[TEXT start]

US not expected to roll back ethanol mandate

19 Jul, 2008 05:00 AM
The United States Environmental Protection Agency is not expected to roll back the Government's mandated ethanol content in fuels, arguing the corn cost incurred have been worth it.

Speaking at the Cattle Industry Summer Conference in Denver, Colorado, Dan Basse, president of AgResource Consulting Group, said ethanol production "is here to stay".

He based this on a conversation with officials at the EPA, noting that EPA administrator Stephen Johnson is leaning toward not rolling back the ethanol mandate as requested by Texas Governor Rick Perry.

"I don't think you're going to get that (rollback) on July 25," he said, noting that Johnson's position is that the fuel supply that's being produced with ethanol is worth the corn costs that have occurred.

Mr Basse said this will put tremendous pressure on corn prices in the future because it's doubtful enough corn acres can be found and planted in the future.

And corn yields are not moving up off trend line rapidly enough to meet demand for corn.

"I'm reducing usage everywhere except ethanol," he said.

[TEXT end]
[DATA PROVIDED start]

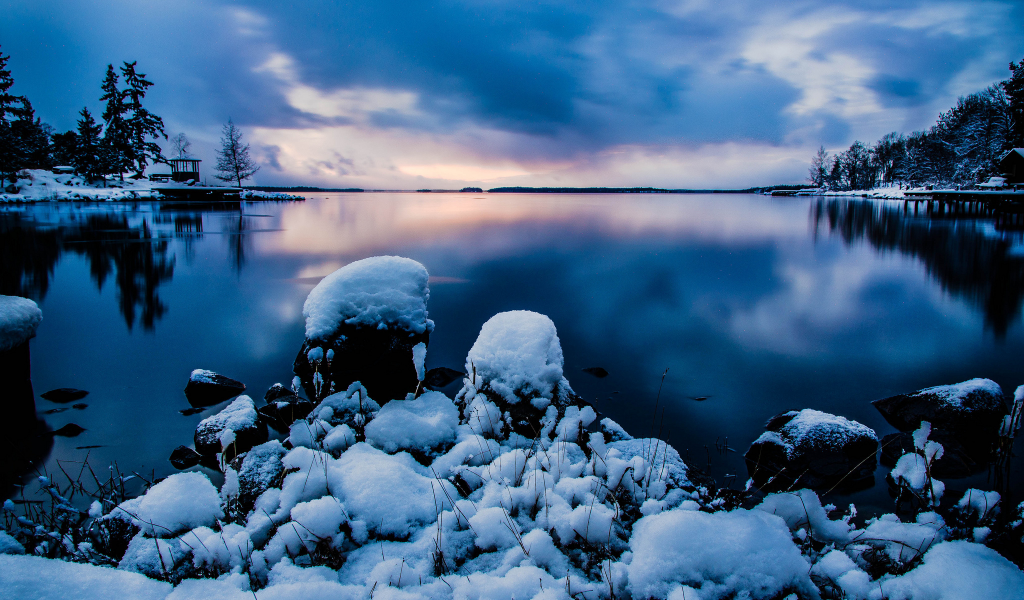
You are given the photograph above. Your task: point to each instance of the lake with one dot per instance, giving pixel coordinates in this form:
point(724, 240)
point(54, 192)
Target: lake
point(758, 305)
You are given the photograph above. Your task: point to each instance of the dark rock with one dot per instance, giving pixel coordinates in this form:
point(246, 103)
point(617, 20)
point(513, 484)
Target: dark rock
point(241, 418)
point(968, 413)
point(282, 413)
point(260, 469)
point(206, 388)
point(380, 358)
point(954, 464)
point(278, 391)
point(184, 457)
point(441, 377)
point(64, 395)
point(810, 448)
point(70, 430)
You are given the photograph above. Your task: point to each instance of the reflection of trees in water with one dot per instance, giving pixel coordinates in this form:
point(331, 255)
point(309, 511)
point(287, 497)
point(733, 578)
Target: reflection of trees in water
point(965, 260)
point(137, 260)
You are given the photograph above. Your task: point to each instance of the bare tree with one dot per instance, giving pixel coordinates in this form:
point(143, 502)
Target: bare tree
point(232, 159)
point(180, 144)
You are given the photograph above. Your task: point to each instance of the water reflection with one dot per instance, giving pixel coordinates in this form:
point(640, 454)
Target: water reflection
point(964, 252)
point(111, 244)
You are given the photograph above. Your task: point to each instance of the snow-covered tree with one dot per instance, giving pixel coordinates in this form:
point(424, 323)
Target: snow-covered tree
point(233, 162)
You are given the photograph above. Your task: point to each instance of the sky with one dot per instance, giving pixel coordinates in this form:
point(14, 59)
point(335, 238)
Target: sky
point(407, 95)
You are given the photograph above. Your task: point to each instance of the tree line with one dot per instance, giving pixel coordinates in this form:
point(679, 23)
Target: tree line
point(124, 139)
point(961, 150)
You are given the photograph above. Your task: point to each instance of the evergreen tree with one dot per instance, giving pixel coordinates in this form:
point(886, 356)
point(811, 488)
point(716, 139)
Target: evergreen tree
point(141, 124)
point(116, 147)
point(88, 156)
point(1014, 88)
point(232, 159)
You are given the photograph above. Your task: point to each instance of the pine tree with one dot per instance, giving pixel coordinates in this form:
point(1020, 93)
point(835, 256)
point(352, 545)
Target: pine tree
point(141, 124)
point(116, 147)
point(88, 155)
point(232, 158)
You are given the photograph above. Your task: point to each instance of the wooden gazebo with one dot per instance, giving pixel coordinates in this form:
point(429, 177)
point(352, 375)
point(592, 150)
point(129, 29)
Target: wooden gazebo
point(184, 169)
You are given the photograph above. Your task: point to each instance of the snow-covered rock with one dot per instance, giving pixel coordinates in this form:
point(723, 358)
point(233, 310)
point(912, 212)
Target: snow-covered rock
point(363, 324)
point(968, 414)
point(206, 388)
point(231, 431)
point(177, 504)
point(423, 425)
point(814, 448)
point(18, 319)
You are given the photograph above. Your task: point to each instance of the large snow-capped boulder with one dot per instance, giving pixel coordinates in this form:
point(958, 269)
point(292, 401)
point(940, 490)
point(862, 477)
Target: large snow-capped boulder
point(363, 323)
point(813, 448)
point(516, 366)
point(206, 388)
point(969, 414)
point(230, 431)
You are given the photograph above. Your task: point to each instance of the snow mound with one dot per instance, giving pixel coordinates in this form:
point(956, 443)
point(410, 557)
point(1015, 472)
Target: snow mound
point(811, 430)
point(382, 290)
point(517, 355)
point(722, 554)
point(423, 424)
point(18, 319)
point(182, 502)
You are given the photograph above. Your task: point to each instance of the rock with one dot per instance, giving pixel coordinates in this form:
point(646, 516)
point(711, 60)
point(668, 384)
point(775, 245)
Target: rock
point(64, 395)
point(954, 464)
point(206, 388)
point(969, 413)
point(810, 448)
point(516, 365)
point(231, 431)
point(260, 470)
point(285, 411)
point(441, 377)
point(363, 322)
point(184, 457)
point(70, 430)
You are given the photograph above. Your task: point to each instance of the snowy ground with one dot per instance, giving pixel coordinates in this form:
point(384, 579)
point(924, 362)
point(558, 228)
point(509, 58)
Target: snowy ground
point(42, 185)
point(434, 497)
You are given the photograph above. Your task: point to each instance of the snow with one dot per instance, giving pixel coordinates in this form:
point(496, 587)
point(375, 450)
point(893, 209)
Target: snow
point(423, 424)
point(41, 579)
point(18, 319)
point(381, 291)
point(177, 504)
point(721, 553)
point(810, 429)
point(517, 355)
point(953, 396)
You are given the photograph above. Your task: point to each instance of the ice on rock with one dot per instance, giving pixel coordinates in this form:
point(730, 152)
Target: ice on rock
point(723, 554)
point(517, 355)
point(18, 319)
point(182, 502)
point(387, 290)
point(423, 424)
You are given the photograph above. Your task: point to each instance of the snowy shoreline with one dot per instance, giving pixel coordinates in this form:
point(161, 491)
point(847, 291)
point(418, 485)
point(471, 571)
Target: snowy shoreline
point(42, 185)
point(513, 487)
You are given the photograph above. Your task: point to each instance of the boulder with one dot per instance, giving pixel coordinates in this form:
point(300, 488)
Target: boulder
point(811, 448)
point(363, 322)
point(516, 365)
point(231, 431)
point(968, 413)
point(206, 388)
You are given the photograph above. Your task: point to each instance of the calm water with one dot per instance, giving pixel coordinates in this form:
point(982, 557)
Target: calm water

[DATA PROVIDED end]

__PROBLEM SET__
#1 In the ethanol article, what is the name of the conference where Dan Basse spoke?
#2 Please arrange everything in the records from the start down to the line containing "point(137, 260)", both ends included, as a numbered list. Skip blank lines and leave the pictures out.
The article and the records have no connection to each other.

__TASK-BY-TASK OUTPUTS__
#1 The Cattle Industry Summer Conference.

#2
1. You are given the photograph above. Your task: point to each instance of the lake with one dot per instance, giving pixel coordinates in this form:
2. point(724, 240)
3. point(54, 192)
4. Target: lake
5. point(758, 305)
6. You are given the photograph above. Your task: point to each instance of the dark rock with one dot per instance, giving pixel coordinates in this form:
7. point(246, 103)
8. point(617, 20)
9. point(513, 484)
10. Target: dark rock
11. point(241, 418)
12. point(968, 413)
13. point(282, 413)
14. point(260, 469)
15. point(206, 388)
16. point(380, 358)
17. point(954, 464)
18. point(278, 391)
19. point(184, 457)
20. point(441, 377)
21. point(64, 395)
22. point(810, 448)
23. point(70, 430)
24. You are given the photograph above. Your task: point to each instance of the reflection of trees in water with one dot per instance, giving pixel coordinates in this form:
25. point(331, 255)
26. point(309, 511)
27. point(287, 497)
28. point(733, 578)
29. Target: reflection of trees in water
30. point(965, 260)
31. point(137, 260)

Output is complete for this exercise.